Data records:
========
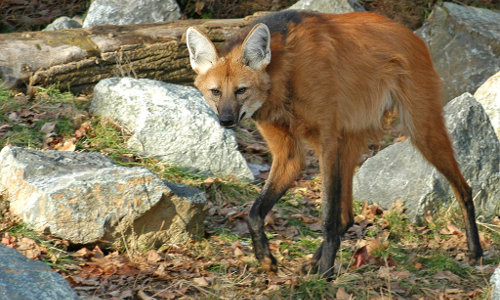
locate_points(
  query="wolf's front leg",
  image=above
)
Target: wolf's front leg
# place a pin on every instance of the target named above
(288, 160)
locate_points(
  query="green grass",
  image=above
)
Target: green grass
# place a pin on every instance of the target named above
(309, 287)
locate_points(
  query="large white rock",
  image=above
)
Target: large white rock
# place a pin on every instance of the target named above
(400, 171)
(122, 12)
(172, 123)
(62, 23)
(23, 278)
(86, 198)
(329, 6)
(465, 46)
(488, 95)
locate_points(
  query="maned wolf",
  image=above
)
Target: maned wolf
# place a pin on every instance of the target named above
(327, 79)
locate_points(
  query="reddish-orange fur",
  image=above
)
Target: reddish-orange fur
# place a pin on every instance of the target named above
(330, 80)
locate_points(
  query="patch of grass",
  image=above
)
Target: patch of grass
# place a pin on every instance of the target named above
(437, 261)
(309, 287)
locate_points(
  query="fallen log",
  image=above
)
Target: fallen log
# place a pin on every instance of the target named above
(77, 59)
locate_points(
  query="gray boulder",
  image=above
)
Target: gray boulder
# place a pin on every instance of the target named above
(122, 12)
(172, 123)
(85, 198)
(488, 95)
(62, 23)
(465, 46)
(22, 278)
(495, 282)
(329, 6)
(400, 172)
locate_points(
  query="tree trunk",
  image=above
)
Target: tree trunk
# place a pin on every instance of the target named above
(78, 58)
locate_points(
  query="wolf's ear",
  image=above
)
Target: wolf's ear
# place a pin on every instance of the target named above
(257, 47)
(202, 53)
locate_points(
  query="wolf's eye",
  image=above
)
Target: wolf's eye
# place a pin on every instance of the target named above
(241, 91)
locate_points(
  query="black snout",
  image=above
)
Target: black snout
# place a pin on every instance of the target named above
(226, 120)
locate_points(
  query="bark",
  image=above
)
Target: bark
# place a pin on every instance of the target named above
(78, 58)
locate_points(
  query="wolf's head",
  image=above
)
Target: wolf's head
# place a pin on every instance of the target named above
(236, 85)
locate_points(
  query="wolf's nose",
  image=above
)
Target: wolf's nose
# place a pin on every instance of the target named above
(226, 120)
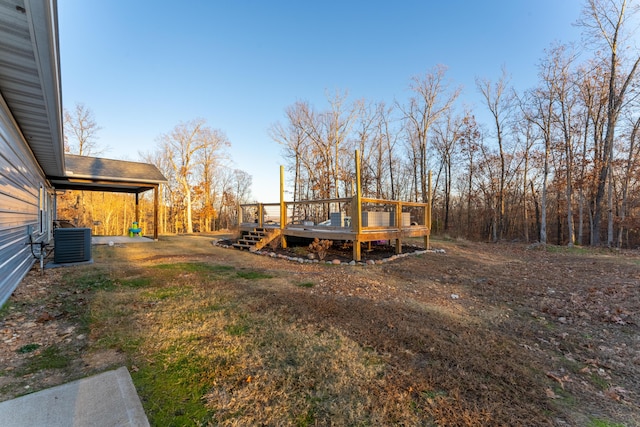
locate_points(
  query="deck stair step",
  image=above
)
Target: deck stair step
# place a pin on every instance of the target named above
(257, 239)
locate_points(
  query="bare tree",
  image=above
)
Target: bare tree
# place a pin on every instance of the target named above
(499, 100)
(182, 145)
(81, 131)
(605, 22)
(432, 99)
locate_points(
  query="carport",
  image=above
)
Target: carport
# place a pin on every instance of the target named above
(116, 176)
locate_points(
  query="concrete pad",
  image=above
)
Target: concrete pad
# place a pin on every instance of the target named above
(111, 240)
(104, 400)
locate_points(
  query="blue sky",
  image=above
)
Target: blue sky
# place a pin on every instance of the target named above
(144, 66)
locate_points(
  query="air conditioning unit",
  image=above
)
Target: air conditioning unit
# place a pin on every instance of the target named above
(72, 245)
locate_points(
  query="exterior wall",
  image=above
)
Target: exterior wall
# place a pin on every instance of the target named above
(26, 205)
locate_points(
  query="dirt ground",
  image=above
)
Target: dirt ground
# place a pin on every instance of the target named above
(543, 335)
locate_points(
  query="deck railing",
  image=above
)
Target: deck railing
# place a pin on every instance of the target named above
(375, 214)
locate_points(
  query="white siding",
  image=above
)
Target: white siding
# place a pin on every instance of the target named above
(20, 180)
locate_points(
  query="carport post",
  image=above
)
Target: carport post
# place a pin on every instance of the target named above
(137, 208)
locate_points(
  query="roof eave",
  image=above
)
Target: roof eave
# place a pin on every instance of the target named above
(43, 25)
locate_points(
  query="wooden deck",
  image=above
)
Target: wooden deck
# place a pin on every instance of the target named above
(355, 219)
(349, 234)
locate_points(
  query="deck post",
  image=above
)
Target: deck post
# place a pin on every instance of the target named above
(155, 211)
(283, 210)
(399, 226)
(358, 212)
(427, 216)
(138, 208)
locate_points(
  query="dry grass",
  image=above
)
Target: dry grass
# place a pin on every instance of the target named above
(222, 337)
(202, 353)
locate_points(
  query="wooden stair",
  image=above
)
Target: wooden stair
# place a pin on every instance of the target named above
(257, 239)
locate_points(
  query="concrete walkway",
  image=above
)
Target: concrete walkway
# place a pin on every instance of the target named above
(119, 240)
(104, 400)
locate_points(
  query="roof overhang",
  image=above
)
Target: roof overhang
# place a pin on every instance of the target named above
(99, 174)
(30, 77)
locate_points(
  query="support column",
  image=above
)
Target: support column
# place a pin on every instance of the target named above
(399, 227)
(357, 212)
(283, 210)
(155, 212)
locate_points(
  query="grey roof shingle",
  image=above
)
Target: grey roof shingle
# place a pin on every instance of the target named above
(99, 174)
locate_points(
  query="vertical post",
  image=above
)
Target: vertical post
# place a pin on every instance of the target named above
(399, 227)
(137, 208)
(155, 212)
(358, 211)
(283, 210)
(427, 219)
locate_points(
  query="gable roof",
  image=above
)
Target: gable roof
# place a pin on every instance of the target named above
(99, 174)
(30, 77)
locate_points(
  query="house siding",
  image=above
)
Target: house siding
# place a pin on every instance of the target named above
(21, 180)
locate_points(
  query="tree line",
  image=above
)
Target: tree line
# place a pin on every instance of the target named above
(557, 163)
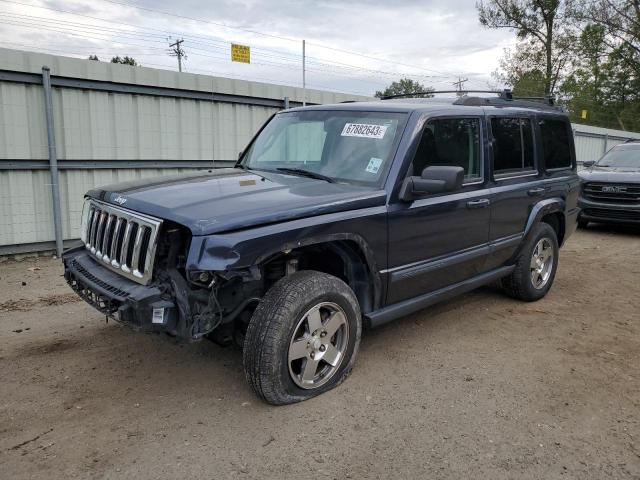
========
**ASSIGNMENT:** Only the lines that hold the word "orange" are wanted; each should be pulled from the records.

**ANSWER SPACE:**
  query="reddish-orange fur",
Target: reddish-orange fur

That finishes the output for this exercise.